# expressões espanholas: brindes e ofertas



## PONTEDEUME

Tenho dúvidos em quanto a algumas expressões espanholas referidas aos brindes ou ofertas para amostrar gratitude.

por exemplo quando ofertamos algo na Espanha dizemos

QUé detalle !!  podemos dizer em Português . Qué detalhe (mais lindo) !!

ou no caso de dizer que algo é muito bom

Este jamon es de lo mejor ! (este presunto é do melhor ??)


obrigado


----------



## telum

Hola, por "Qué detalle" aquí en Brasil oigo mucho "Que delicadesa".

"Do melhor" como traducción de "de lo mejor" no me suena. A ver lo que nos cuentan los colegas.

Saludos,


----------



## aloappaola

este presunto é dos melhores
este presente é um dos melhores
este presunto é o melhor


----------



## Mangato

Este presunto é ótimo.


----------



## Carfer

PONTEDEUME said:


> Tenho dúvidos em quanto a algumas expressões espanholas referidas aos brindes ou ofertas para amostrar gratitude.
> 
> por exemplo quando ofertamos algo na Espanha dizemos
> 
> QUé detalle !! podemos dizer em Português . Qué detalhe (mais lindo) !!
> 
> ou no caso de dizer que algo é muito bom
> 
> Este jamon es de lo mejor ! (este presunto é do melhor ??)
> 
> 
> obrigado


 
Em português de Portugal pode-se usar _'do melhor'_ em contextos como esse (e, mais enfaticamente ainda, _'do bom e do melhor_'). Dizer _'é óptimo'_, como sugeriu o Mangato, também está bem.

Em português, '_detalhe_' não comporta a acepção de '_cortesia_'. Nesse sentido dizemos _'gentileza'_ ou '_amabilidade' ('Que gentileza/amabilidade a sua/tua!,_ mas não acrescentamos _'mais lindo',_ quando muito dizemos _'Que gentileza tão grande a tua! 'Que grande gentileza a tua!' ou ' Que gentil/amável (foste)')_


----------



## PONTEDEUME

no entanto coloco a hipótese:

Este detalle es bueno para regalar.

Este detalhe é bom para ofertar.. 

(podemos dizer isto em português??)

não é apenas gentileza é um detalle, um brinde pequenino, algo
giro..


----------



## Carfer

PONTEDEUME said:


> no entanto coloco a hipótese:
> 
> Este detalle es bueno para regalar.
> 
> Este detalhe é bom para ofertar..
> 
> (podemos dizer isto em português??)
> 
> não é apenas gentileza é um detalle, um brinde pequenino, algo
> giro..


 
Não, '_detalhe'_ também não tem esse sentido. Ou chama o objecto pelo nome, ou diz _'brinde pequenino'_ ou então, caso não saiba o nome e informalmente, _'esta coisa/coisinha pequenina/gira etc.'_ etc E, já agora, em Portugal é mais frequente '_oferecer_' do que '_ofertar_'.


----------



## PONTEDEUME

já estou a perceber:

dizer: *Este detalhe é um acerto*  é errado

deveria ser

este brinde é um acerto !!

o que acham?

obrigados pela resposta


----------



## As2009

PONTEDEUME said:


> no entanto coloco a hipótese:
> 
> Este detalle es bueno para regalar.
> 
> Este detalhe é bom para ofertar..

**MATERIAL DA TAREFA**

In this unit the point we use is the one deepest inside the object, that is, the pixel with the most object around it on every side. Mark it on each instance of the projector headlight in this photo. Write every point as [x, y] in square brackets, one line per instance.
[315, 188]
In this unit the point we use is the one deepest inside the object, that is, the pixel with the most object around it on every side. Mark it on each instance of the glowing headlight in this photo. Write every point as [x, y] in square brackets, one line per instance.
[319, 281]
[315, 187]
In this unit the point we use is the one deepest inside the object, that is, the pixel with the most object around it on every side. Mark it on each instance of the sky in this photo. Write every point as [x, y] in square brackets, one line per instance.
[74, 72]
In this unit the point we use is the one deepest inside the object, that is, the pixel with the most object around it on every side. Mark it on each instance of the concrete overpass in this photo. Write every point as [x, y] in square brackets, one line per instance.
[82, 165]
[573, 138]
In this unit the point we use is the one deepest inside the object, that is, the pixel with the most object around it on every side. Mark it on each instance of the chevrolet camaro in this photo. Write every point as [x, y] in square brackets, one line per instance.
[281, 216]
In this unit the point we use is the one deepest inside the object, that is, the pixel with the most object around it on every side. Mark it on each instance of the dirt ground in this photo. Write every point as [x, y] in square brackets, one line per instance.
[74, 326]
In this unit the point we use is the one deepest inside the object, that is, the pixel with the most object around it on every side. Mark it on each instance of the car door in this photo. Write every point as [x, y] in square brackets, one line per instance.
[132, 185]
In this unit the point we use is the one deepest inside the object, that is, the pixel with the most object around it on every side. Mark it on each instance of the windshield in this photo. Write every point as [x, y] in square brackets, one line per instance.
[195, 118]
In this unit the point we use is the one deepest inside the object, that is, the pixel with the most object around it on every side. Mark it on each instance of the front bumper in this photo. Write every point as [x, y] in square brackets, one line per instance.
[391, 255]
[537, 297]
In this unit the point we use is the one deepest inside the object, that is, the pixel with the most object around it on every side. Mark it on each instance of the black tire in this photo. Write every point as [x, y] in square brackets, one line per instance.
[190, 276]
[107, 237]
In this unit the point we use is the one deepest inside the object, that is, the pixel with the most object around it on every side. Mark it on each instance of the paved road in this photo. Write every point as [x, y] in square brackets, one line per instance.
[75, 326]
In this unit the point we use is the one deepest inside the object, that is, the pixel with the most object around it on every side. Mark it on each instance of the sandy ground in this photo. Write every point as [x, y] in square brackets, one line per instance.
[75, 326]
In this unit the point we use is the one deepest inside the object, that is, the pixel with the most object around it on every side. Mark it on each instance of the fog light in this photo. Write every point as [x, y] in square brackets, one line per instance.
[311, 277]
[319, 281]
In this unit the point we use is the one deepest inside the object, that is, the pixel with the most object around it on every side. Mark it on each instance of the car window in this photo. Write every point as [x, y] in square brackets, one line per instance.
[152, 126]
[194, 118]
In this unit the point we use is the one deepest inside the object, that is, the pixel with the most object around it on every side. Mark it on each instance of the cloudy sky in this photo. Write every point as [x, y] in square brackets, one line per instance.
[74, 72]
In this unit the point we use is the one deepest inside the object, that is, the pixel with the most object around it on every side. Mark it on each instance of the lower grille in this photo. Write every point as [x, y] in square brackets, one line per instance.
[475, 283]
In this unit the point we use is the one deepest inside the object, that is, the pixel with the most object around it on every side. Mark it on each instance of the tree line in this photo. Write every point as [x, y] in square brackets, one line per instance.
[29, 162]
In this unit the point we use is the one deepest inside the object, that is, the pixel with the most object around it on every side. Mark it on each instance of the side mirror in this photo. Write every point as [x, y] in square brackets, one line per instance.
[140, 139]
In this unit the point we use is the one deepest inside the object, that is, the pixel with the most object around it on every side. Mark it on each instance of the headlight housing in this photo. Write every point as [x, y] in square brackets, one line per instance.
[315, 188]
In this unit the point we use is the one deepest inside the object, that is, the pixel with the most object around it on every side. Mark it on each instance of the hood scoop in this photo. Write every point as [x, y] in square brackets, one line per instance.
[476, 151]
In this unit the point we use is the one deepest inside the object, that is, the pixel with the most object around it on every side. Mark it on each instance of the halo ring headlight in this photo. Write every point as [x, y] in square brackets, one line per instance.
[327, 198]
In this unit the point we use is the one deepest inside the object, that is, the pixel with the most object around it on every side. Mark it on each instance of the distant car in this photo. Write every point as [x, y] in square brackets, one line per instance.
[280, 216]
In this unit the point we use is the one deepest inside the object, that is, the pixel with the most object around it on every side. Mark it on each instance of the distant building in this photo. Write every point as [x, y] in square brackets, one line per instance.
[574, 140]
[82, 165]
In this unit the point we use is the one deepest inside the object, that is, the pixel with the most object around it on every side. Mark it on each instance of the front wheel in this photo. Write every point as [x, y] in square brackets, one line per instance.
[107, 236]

**REQUISITOS**
1. Segundo o texto extraído, que verbo é mais frequente em Portugal do que "ofertar"?
2. Liste todas as linhas do material que contêm a palavra "distant", levando em conta a distinção entre maiúsculas e minúsculas.
O texto extraído e as linhas constituem materiais independentes entre si.

**RESPOSTAS POR TAREFA**
1. O verbo "oferecer".

2.
In this unit the point we use is the one deepest inside the object, that is, the pixel with the most object around it on every side. Mark it on each instance of the distant car in this photo. Write every point as [x, y] in square brackets, one line per instance.
In this unit the point we use is the one deepest inside the object, that is, the pixel with the most object around it on every side. Mark it on each instance of the distant building in this photo. Write every point as [x, y] in square brackets, one line per instance.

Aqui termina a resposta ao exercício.